Quote the discussion thread about GPU compute in full, reproducing every line word for word.

— Provided text —
******************************

I've worked with OpenGL and Direct3D and Metal in the past, but the pure compute side of GPUs is mostly foreign to me. Learning CUDA always felt like a big time investment when I never had an obvious need at hand.

So I'm definitely going to play with library and try to get up to speed. Thanks for publishing it.

By @0xf00ff00f - 3 months
This is cool, but they should have just used Vulkan. Dawn is a massive dependency (and a PITA to build, in my experience) to get what's basically a wrapper around Vulkan. Vulkan has a reputation for being difficult to work with, but if you just want to use a compute queue it's not that horrible. Also, since Vulkan uses SPIR-V, the user would have more choices for shading languages. Additionally, with RenderDoc you get source-level shader debugging.

Shameless plug: in case anyone wants to see how doing just compute with Vulkan looks like, I wrote a similar library to compete on SHAllenge [0], which was posted here on HN a few days ago. My library is here: https://github.com/0xf00ff00f/vulkan-compute-playground/

[0] https://shallenge.quirino.net/

By @austinvhuang - 3 months
Hi, author here! Agh I was intending for the project to fly under the radar for a few more days before making the announcement and blog post (please look/upvote that when you see it haha :)

But since this is starting I'm happy to chat. Nice to see the interest here!

By @almostgotcaught - 3 months
TIL you can run the WebGPU runtime without a browser.

******************************

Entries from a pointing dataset
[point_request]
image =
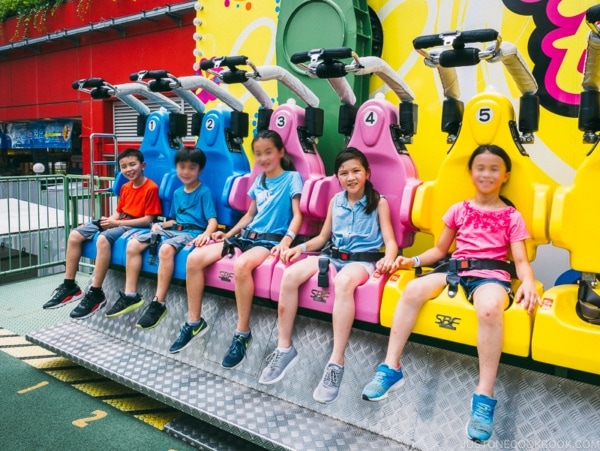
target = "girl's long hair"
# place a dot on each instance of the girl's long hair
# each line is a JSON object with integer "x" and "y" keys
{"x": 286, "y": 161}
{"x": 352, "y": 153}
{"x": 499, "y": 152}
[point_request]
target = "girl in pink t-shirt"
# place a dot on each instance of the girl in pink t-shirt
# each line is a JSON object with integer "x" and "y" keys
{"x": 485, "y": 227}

******************************

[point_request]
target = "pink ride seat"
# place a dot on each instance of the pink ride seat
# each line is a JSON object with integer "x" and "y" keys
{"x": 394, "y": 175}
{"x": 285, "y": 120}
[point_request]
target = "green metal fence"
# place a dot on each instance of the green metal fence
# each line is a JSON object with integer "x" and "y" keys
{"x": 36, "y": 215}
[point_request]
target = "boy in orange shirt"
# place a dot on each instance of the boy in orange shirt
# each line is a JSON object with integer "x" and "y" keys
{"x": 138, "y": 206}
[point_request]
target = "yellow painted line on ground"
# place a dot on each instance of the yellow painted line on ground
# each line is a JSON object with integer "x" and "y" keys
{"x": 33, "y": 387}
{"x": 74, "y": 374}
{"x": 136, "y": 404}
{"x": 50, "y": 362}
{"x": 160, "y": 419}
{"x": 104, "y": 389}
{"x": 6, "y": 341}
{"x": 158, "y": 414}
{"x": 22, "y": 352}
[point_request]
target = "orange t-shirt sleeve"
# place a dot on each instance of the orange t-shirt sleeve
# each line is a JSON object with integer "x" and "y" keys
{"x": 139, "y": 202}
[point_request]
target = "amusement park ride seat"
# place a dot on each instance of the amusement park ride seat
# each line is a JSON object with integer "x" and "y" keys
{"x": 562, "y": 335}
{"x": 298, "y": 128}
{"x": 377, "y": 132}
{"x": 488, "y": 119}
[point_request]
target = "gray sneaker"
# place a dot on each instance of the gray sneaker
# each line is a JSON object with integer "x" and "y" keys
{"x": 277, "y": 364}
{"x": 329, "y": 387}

******************************

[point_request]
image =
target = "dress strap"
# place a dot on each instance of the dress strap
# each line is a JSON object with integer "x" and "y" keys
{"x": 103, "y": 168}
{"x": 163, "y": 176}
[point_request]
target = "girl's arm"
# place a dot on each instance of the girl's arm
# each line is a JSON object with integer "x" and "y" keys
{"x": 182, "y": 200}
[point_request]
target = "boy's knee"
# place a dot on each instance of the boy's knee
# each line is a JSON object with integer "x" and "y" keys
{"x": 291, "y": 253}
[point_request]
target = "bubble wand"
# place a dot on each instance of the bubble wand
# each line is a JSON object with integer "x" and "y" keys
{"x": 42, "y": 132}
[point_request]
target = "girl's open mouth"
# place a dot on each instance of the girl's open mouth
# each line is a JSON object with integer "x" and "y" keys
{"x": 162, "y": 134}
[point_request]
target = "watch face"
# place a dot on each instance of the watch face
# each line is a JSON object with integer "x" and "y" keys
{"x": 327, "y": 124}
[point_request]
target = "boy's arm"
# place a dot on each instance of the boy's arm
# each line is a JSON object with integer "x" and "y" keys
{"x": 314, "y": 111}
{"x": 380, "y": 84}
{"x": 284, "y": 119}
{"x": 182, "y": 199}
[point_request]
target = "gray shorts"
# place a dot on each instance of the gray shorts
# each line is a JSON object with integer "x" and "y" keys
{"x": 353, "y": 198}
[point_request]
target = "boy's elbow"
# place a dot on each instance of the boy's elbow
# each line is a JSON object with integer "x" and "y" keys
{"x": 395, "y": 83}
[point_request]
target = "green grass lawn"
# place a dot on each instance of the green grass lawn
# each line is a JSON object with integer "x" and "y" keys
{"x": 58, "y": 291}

******************************

— Correct response —
I've worked with OpenGL and Direct3D and Metal in the past, but the pure compute side of GPUs is mostly foreign to me. Learning CUDA always felt like a big time investment when I never had an obvious need at hand.

So I'm definitely going to play with library and try to get up to speed. Thanks for publishing it.

By @0xf00ff00f - 3 months
This is cool, but they should have just used Vulkan. Dawn is a massive dependency (and a PITA to build, in my experience) to get what's basically a wrapper around Vulkan. Vulkan has a reputation for being difficult to work with, but if you just want to use a compute queue it's not that horrible. Also, since Vulkan uses SPIR-V, the user would have more choices for shading languages. Additionally, with RenderDoc you get source-level shader debugging.

Shameless plug: in case anyone wants to see how doing just compute with Vulkan looks like, I wrote a similar library to compete on SHAllenge [0], which was posted here on HN a few days ago. My library is here: https://github.com/0xf00ff00f/vulkan-compute-playground/

[0] https://shallenge.quirino.net/

By @austinvhuang - 3 months
Hi, author here! Agh I was intending for the project to fly under the radar for a few more days before making the announcement and blog post (please look/upvote that when you see it haha :)

But since this is starting I'm happy to chat. Nice to see the interest here!

By @almostgotcaught - 3 months
TIL you can run the WebGPU runtime without a browser.